Work task: Retype the listing below, keeping every line the same.

****************************************

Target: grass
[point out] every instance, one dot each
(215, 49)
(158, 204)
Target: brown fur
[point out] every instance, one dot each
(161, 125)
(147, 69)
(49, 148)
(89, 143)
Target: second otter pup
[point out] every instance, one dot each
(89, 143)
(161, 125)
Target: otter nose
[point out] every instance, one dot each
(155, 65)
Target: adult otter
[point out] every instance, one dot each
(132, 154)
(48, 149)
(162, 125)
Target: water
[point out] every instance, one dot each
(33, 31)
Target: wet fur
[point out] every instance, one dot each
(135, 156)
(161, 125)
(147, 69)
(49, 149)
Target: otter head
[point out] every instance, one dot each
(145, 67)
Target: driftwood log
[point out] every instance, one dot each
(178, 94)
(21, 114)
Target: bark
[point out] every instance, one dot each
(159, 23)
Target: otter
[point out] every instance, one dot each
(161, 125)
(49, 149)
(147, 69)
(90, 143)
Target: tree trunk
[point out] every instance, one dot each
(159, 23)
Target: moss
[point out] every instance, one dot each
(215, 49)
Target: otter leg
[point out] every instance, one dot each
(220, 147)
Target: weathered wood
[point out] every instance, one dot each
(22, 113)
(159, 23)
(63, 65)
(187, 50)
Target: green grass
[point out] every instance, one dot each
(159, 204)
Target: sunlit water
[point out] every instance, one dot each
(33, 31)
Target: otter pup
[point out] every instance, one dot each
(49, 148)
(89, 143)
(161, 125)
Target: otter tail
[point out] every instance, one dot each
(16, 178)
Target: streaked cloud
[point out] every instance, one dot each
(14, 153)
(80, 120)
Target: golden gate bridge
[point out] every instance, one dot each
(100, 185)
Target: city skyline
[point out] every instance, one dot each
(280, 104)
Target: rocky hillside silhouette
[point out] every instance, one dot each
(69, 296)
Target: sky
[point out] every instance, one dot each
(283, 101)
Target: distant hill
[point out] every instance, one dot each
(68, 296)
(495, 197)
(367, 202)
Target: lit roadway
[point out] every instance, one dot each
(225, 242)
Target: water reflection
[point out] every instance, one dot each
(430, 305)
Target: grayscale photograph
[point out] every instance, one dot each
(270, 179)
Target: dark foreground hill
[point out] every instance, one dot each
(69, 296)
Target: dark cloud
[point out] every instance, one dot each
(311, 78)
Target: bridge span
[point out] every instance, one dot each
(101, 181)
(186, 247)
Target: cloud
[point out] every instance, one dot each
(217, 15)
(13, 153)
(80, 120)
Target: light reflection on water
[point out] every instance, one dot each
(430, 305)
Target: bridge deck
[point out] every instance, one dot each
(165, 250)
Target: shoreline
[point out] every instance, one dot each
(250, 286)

****************************************

Written solution:
Target: grass
[point out] every instance, one dot each
(215, 49)
(158, 204)
Target: brown fur
[point out] every instance, one dot each
(161, 125)
(147, 69)
(49, 148)
(89, 143)
Target: second otter pup
[point out] every instance, one dot each
(89, 143)
(161, 125)
Target: otter nose
[point out] every instance, one dot each
(155, 65)
Target: adult otter
[point out] every instance, one dot each
(132, 154)
(48, 149)
(162, 125)
Target: water
[point out] every instance, one dot each
(33, 31)
Target: wet fur
[point out] every instance, one dot each
(135, 156)
(161, 125)
(147, 69)
(49, 149)
Target: otter head
[point out] every instance, one dot each
(145, 67)
Target: driftwood log
[point out] every instance, one dot each
(178, 94)
(21, 114)
Target: bark
[point out] every instance, one dot each
(159, 23)
Target: otter
[point out] every instance, one dot each
(161, 125)
(49, 149)
(147, 69)
(90, 143)
Target: tree trunk
[point out] every instance, one dot each
(159, 23)
Target: moss
[point out] every instance, one dot each
(215, 49)
Target: otter leg
[point out] every instance, one dot each
(220, 147)
Target: weathered wood
[point out] every instance, one dot each
(22, 113)
(159, 23)
(63, 65)
(187, 50)
Target: green grass
[point out] every instance, one dot each
(159, 204)
Target: sunlit water
[point out] every instance, one dot each
(33, 31)
Target: otter pup
[point out] every instance, one dot each
(49, 148)
(89, 143)
(161, 125)
Target: otter tail
[point out] every instance, one dot each
(16, 178)
Target: streaked cloud
[point out] every instance, one dot each
(14, 153)
(80, 120)
Target: golden gate bridge
[point out] every instance, one dot each
(100, 185)
Target: city skyline
[point out] every instance, one dot each
(280, 104)
Target: rocky hillside silhouette
[point out] every instance, one dot each
(69, 296)
Target: sky
[point out] every instance, one dot each
(283, 101)
Target: distant hill
[point out] every instance, one dot each
(68, 296)
(495, 197)
(367, 202)
Target: lit roadway
[point out] every instance, one dot each
(225, 242)
Target: water reflection
[point out] every instance, one dot each
(430, 305)
Target: grayscale photograph
[point out] every instance, one dot each
(270, 179)
Target: dark foreground hill
[point out] every instance, one dot each
(69, 296)
Target: dark cloud
[point out] every instance, one dot each
(311, 78)
Target: bridge span
[point out] every instance, one dot each
(101, 181)
(186, 247)
Target: cloud
[point out] every instance, one dot each
(217, 15)
(13, 153)
(80, 120)
Target: light reflection on water
[point out] every instance, one dot each
(430, 305)
Target: bridge deck
[point out] every instance, one dot each
(165, 250)
Target: shoreline
[point out] every instance, one dot each
(250, 286)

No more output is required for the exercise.